--- Start of PROVIDED ENTRIES ---
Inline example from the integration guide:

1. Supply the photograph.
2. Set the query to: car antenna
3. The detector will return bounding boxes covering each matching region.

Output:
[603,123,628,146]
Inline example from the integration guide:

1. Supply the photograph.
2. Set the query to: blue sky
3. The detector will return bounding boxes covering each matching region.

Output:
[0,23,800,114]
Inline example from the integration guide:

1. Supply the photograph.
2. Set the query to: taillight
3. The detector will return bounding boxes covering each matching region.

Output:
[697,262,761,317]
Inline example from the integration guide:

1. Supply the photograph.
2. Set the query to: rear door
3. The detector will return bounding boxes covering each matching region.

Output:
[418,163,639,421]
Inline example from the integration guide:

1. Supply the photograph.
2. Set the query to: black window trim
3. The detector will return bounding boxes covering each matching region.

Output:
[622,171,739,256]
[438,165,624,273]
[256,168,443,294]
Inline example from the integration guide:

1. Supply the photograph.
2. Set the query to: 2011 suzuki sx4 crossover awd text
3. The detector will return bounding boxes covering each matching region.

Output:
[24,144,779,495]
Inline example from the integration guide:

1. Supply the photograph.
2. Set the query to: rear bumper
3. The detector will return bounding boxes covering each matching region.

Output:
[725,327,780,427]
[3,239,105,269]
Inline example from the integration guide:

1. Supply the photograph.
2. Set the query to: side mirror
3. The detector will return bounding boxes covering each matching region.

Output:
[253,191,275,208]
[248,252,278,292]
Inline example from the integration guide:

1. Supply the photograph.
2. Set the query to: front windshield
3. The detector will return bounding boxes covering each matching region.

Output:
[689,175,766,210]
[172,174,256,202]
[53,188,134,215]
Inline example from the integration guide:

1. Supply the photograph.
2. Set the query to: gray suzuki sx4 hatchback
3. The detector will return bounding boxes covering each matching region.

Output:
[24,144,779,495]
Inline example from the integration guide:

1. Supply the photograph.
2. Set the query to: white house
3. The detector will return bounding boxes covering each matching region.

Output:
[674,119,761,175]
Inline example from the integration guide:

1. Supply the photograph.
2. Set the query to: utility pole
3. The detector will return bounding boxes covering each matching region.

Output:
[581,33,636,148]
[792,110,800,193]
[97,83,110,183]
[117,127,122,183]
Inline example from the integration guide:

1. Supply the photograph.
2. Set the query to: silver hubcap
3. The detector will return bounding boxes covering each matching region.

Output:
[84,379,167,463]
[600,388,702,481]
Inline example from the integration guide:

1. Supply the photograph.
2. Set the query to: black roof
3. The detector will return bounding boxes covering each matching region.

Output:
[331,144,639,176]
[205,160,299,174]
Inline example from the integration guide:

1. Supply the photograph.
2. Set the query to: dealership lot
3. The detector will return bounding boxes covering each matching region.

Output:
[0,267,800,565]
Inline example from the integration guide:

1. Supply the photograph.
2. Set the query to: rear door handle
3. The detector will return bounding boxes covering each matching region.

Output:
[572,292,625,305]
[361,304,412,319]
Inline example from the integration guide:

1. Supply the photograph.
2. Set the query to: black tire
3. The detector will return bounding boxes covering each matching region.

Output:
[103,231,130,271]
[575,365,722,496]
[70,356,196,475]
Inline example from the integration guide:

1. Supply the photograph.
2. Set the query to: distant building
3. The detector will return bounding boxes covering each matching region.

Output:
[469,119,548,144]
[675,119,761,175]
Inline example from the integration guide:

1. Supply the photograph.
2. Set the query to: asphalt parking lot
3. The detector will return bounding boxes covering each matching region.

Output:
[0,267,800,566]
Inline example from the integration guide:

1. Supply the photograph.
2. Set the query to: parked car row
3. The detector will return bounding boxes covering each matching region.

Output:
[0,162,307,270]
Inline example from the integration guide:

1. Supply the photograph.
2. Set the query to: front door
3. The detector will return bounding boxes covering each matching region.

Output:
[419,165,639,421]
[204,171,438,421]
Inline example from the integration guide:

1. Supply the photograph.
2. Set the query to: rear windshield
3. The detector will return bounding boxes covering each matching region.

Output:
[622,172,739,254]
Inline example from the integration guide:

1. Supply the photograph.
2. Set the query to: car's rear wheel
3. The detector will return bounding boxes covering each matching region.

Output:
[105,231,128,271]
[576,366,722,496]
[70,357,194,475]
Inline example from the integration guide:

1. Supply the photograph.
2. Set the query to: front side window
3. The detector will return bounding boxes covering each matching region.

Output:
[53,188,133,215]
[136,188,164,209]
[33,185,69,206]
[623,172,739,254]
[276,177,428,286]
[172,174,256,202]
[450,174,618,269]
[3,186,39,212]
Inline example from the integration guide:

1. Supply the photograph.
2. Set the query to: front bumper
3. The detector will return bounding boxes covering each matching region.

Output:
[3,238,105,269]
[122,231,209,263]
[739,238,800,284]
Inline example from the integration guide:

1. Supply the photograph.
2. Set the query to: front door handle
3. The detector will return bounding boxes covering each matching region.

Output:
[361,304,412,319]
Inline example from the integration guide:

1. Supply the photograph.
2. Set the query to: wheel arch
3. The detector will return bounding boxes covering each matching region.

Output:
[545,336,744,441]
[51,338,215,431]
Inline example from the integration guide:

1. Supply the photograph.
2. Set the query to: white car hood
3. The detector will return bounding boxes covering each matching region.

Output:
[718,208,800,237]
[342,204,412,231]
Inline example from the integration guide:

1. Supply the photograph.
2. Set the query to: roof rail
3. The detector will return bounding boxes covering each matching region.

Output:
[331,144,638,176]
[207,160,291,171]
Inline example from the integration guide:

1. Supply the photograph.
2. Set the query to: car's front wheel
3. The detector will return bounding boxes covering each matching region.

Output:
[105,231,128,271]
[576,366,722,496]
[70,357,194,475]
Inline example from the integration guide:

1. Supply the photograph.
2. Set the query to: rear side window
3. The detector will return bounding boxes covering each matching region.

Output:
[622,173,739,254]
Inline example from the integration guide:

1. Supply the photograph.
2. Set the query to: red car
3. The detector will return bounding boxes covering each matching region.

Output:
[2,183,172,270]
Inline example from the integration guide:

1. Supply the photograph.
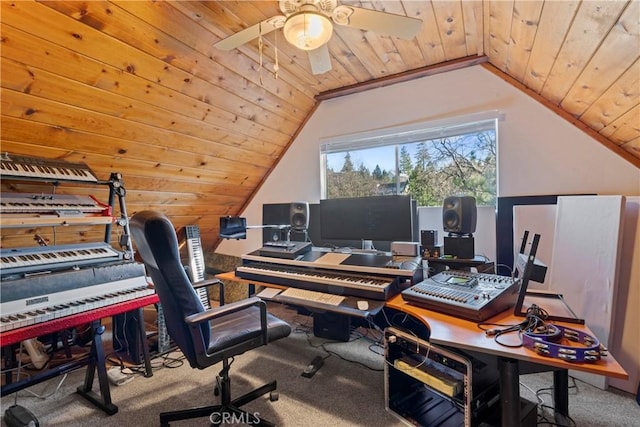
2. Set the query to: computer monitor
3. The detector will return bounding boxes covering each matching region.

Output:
[320,195,417,242]
[219,216,247,239]
[513,231,584,324]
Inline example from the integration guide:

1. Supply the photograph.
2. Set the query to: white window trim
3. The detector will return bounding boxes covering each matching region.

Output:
[320,110,505,197]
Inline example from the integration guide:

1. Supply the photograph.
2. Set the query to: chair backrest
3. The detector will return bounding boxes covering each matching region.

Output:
[130,211,211,367]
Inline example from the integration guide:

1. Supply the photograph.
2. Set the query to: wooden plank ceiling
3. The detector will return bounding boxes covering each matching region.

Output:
[0,0,640,247]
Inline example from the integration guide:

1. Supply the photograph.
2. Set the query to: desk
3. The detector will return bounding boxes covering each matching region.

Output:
[0,294,158,415]
[423,257,495,276]
[216,272,629,427]
[386,295,629,426]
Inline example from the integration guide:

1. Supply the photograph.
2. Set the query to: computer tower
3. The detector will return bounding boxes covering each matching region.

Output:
[313,311,351,342]
[384,327,500,427]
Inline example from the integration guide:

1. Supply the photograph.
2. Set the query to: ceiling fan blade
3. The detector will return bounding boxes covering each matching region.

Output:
[307,44,331,74]
[213,16,286,50]
[333,5,422,39]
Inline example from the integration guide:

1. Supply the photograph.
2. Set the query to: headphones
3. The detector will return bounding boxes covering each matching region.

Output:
[522,324,607,363]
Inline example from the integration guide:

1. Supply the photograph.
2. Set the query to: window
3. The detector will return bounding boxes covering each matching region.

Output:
[320,112,498,206]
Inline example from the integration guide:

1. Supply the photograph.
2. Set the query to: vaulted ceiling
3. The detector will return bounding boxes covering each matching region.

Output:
[0,0,640,251]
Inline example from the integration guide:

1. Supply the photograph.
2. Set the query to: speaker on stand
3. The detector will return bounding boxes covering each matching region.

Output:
[442,196,478,259]
[287,202,309,242]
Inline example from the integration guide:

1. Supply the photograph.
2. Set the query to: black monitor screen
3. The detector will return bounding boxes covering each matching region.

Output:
[220,216,247,239]
[320,196,416,242]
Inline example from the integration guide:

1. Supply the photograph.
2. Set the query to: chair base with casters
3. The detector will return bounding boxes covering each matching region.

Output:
[130,211,291,426]
[160,360,278,427]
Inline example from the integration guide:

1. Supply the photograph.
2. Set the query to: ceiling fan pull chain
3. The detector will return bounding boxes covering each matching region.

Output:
[273,29,280,79]
[258,22,263,86]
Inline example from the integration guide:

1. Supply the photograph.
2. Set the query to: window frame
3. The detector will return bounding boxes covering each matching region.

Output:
[319,110,504,203]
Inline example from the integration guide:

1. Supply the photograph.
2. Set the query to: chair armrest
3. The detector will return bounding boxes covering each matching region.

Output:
[193,279,224,305]
[184,297,267,337]
[184,297,268,353]
[193,279,224,289]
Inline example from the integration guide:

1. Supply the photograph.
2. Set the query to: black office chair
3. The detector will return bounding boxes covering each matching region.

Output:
[130,211,291,426]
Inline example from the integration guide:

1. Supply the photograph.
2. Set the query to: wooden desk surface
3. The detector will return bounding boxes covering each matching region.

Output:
[215,271,629,380]
[386,295,629,379]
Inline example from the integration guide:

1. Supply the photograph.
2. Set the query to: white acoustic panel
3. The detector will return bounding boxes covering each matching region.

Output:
[549,196,625,389]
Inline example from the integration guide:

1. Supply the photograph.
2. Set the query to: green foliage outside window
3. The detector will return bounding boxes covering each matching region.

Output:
[326,130,497,206]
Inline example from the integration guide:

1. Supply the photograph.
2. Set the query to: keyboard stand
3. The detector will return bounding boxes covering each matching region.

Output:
[265,294,384,319]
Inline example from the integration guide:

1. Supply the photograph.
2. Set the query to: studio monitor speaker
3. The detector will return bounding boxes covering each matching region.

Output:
[289,202,309,231]
[442,196,477,234]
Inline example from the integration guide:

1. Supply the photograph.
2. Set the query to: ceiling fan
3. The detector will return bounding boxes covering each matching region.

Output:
[214,0,422,74]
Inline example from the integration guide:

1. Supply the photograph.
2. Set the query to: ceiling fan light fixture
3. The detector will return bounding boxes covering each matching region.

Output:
[283,11,333,50]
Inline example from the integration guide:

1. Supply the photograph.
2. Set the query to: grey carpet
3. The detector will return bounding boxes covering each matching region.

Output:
[2,309,640,427]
--- End of PROVIDED ENTRIES ---
* [EXERCISE TASK]:
Starting at the beginning of the records and ending with the line that contains "[418,163,639,421]", write those lines out again with each "photograph" changed to "image" and everything else left as it is.

* [ANSWER TO THE PROBLEM]:
Inline example from the integration guide:

1. Supply the image.
2. Set the query to: car antenna
3. The detector will return bounding boxes covering each matching region.

Output:
[603,123,628,146]
Inline example from the integration guide:

1. Supply the image.
2. Set the query to: blue sky
3. The detector will return bounding boxes covering each matching region.

Output:
[0,23,800,114]
Inline example from the integration guide:

1. Supply the image.
2. Set the query to: taillight
3. The detector will return bounding boxes covering each matching region.

Output:
[697,262,761,317]
Inline example from the integration guide:

1. Supply the image.
2. Set the query to: rear door
3. The detector will return bounding boxes covering each matching region.

Output:
[418,163,639,421]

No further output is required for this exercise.